- **EXCERPTED PASSAGE**

Minister for the Coordination of European Union Policies
- In office 10 May 1994 – 17 January 1995
- Prime Minister: Silvio Berlusconi
- Preceded by: Livio Paladin
- Succeeded by: Enrico Letta

Member of the Chamber of Deputies
- In office 23 April 1992 – 29 May 2001

Personal details
- Born: 27 September 1955 (age 70) Morozzo, Italy
- Party: Northern League (1989-1999)
- Education: University of Turin
- Occupation: Politician, agronomist

= Domenico Comino =

Italian politician (born 1955)

Domenico Comino (born 27 September 1955) is an Italian politician, who served as the minister of European affairs and state minister in the mid-1990s.

==Biography==
Comino was born in Morozzo on 27 September 1955. He is one of the former leaders of Lega Nord. He served as state minister for the EU relations in the first cabinet of Silvio Berlusconi in 1994. Comino was one of the five Lega members in the cabinet who resigned from office in December 1994 in order to vote against Berlusconi in the censure motion.

Comino served in the Italian parliament for three successive periods between 1992 and 1997. Until 1999 he was the Lega Nord's president of the Piedmont region. In 1999, he was expelled from Lega Nord and joined an electoral alliance with Forza Italia.

- **STORED DATA**
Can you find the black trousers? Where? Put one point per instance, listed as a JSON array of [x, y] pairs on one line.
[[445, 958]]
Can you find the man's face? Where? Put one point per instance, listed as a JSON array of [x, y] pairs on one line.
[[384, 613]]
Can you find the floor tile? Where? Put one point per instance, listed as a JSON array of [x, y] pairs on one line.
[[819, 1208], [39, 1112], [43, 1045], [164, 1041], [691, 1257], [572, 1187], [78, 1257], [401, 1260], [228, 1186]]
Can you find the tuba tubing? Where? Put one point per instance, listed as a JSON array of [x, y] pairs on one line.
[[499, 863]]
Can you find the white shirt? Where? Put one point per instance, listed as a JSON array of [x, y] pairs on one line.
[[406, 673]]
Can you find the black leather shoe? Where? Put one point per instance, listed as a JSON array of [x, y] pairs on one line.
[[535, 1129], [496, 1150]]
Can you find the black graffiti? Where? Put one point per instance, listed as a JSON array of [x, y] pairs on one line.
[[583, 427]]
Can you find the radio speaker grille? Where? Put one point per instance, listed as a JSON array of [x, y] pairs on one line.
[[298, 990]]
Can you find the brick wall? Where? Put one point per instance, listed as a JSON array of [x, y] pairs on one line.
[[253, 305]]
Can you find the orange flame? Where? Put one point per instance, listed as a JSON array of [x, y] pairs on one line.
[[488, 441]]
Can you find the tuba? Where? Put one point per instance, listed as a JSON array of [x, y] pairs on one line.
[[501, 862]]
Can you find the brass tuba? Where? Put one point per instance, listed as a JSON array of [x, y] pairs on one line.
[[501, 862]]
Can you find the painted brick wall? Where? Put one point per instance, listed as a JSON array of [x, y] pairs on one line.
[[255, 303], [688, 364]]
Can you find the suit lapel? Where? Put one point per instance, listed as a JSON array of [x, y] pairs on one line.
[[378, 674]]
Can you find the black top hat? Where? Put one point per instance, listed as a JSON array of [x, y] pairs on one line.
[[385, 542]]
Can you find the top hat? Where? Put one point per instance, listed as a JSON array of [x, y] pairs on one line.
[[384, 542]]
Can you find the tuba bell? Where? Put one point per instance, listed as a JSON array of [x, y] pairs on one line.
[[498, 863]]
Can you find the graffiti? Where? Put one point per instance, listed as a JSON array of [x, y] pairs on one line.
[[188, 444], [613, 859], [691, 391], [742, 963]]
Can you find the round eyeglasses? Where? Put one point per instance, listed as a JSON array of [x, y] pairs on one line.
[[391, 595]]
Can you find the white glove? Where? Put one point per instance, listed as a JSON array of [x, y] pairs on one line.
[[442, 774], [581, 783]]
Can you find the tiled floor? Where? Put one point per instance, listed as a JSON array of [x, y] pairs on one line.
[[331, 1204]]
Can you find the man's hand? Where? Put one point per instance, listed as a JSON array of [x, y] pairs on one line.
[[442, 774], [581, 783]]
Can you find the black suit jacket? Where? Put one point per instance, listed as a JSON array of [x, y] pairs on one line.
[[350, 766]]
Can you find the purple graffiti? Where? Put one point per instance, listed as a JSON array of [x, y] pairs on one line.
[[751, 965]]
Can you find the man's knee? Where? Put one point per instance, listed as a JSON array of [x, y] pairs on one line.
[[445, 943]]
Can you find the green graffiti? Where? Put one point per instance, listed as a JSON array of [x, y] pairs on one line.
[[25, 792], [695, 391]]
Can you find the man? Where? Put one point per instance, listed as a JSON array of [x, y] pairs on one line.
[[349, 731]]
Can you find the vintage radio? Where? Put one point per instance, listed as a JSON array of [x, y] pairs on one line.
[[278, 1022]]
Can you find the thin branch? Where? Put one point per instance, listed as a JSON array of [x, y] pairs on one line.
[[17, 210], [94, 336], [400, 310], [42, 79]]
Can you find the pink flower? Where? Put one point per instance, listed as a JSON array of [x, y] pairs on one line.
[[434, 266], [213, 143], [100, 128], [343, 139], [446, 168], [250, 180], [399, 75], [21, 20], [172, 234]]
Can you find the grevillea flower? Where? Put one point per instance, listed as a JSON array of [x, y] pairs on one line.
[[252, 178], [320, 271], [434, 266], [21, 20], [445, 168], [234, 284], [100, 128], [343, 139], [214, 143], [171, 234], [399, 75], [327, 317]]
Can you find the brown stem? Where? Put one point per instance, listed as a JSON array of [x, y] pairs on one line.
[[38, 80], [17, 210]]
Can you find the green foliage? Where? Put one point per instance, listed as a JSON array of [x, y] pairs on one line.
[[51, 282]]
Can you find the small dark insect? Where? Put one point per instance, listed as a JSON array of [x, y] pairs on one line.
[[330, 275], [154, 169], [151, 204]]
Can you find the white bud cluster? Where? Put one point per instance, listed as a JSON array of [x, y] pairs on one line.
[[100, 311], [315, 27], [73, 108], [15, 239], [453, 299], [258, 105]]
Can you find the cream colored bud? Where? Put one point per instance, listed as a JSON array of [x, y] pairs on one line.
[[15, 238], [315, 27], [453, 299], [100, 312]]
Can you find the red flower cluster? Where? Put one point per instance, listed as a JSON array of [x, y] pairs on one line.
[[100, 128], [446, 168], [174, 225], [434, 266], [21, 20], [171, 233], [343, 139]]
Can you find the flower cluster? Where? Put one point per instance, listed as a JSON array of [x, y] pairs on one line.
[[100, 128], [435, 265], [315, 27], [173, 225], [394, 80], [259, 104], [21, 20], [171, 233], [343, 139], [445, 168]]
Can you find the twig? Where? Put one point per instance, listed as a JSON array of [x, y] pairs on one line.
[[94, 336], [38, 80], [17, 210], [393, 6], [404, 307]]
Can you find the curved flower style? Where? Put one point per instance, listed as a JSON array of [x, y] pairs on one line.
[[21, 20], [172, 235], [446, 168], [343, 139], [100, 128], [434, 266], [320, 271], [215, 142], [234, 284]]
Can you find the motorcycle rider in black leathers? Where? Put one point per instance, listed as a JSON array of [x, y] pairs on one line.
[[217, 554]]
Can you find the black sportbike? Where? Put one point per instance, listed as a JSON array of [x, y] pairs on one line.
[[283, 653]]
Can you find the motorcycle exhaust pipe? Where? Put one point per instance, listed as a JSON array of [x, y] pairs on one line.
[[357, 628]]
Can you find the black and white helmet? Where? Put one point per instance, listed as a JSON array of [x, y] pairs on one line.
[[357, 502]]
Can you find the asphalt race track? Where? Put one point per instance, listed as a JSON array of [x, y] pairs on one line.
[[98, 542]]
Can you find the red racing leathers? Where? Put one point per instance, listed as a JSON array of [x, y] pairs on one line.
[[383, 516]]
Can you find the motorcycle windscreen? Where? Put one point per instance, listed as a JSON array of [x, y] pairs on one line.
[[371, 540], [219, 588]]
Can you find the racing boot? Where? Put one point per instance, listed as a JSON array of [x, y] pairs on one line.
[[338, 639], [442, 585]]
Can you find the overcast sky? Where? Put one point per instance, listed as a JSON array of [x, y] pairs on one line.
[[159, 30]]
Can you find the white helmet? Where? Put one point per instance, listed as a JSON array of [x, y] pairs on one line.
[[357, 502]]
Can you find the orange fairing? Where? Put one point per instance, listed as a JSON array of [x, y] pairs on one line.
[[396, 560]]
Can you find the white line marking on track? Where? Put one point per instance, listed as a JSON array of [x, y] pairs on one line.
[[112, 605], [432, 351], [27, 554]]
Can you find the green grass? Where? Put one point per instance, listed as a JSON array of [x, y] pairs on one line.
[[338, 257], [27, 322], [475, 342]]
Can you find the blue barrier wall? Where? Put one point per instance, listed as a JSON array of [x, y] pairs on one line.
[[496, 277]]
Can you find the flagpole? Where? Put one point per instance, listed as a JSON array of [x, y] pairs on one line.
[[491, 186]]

- **TASKS**
(1) Please turn the paragraph of the Domenico Comino article that begins "Comino was born in Morozzo" into a short bulleted list that keeps its main facts.
(2) According to the Domenico Comino article, with which party did Comino form an electoral alliance after his 1999 expulsion from Lega Nord?
The rows were drawn from a different source than the Domenico Comino article.

- **SOLUTIONS IN ORDER**
(1)
- Born in Morozzo on 27 September 1955
- One of the former leaders of Lega Nord
- State minister for EU relations in Silvio Berlusconi's first cabinet in 1994
- One of five Lega cabinet members who resigned in December 1994 to vote against Berlusconi in the censure motion

(2) Forza Italia.